Recorded information:
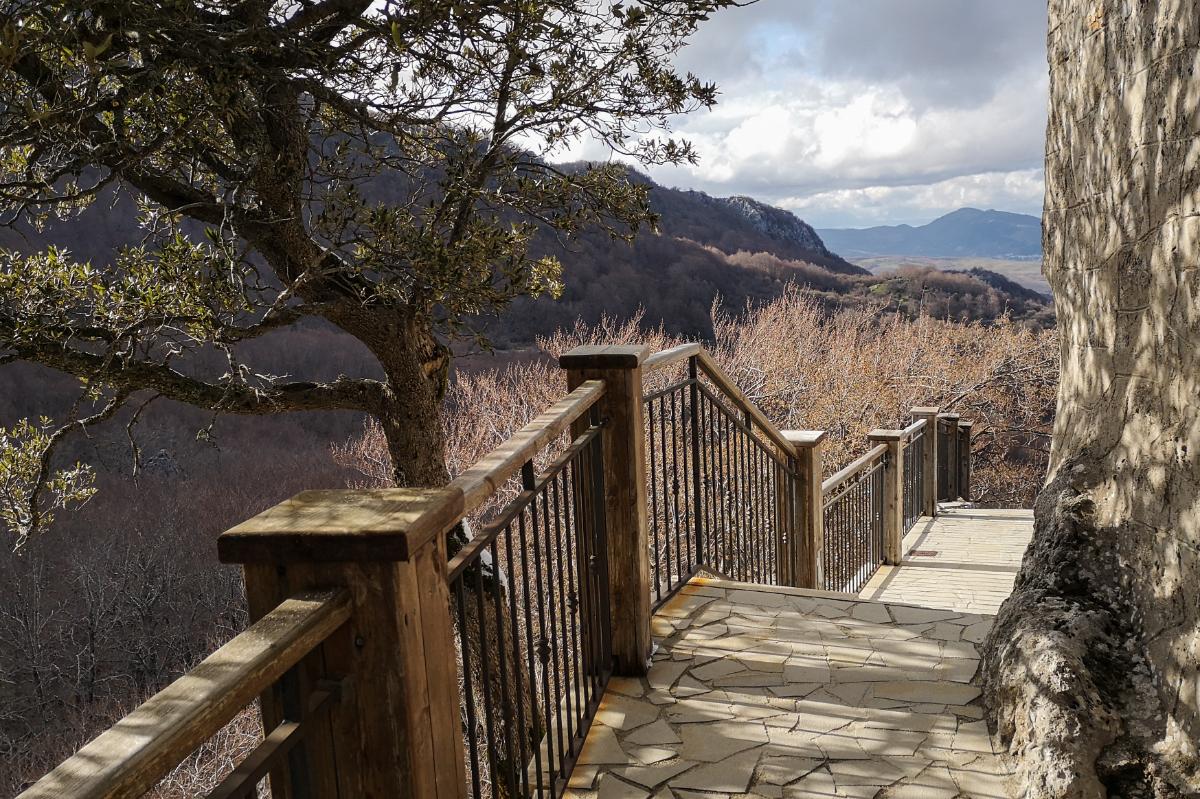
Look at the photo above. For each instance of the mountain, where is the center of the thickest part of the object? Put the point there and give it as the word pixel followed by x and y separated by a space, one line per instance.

==

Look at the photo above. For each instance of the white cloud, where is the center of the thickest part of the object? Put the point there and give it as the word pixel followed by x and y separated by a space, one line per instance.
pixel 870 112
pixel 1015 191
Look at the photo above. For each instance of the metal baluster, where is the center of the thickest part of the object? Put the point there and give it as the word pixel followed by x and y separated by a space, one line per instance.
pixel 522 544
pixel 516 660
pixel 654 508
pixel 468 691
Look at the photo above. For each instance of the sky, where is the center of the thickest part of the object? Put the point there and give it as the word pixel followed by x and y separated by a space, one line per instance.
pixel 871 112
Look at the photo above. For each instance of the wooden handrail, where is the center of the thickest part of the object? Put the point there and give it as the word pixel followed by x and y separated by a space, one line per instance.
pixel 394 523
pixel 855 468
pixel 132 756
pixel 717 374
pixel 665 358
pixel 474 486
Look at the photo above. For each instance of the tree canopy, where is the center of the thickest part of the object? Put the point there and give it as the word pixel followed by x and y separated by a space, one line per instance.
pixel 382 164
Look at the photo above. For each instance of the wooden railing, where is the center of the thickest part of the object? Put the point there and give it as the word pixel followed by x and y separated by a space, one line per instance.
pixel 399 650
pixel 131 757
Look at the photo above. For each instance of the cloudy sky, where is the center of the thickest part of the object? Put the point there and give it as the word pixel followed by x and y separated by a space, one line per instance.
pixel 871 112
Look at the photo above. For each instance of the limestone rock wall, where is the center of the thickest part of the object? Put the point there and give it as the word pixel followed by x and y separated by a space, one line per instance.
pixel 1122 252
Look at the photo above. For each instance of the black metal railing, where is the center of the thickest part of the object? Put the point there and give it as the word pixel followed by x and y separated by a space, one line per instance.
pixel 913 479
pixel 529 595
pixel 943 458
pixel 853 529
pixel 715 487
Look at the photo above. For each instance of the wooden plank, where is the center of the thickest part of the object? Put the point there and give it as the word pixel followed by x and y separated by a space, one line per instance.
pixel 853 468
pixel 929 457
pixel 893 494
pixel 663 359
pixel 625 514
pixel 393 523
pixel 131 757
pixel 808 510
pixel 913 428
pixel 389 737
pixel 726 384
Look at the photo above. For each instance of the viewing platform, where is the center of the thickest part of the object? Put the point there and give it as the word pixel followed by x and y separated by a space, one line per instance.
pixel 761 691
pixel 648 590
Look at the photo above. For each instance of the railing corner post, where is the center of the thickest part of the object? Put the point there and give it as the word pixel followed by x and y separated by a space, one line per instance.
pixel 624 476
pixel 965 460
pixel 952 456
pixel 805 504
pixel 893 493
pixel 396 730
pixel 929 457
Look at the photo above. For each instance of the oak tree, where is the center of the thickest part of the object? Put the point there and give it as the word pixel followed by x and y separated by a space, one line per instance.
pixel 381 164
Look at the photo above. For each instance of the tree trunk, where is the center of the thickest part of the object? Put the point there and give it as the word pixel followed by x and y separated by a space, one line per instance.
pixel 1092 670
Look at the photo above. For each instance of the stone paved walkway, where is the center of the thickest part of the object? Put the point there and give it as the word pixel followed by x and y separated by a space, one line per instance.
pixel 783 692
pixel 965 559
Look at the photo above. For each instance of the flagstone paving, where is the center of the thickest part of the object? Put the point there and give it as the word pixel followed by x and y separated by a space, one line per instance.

Exercise aim:
Whatever else the listing above holds, retype exactly only the lines from the one containing "tree trunk, where" to the one containing "Look at the photo above. For each instance of the flagstone", both ends kept.

Finished task:
Look at the photo above. For each instance of the tree trunk, where is the center of the thickest part of the object? Put the point there and give it as the word pixel followed by x and y separated by a space, one line per instance.
pixel 1092 670
Look at the photo above. For each instance of the stone paved walkway, where is the center of the thickest part of the object? Put the point there and give it as the word pixel followed by x and y separated by a space, one line per instance.
pixel 783 692
pixel 965 559
Look at the photo above. For each instance of the flagstone paving, where is the center of the thickest part of the object? Put the point there and give it as the word pixel followed by x and y separated by a space, one line per instance.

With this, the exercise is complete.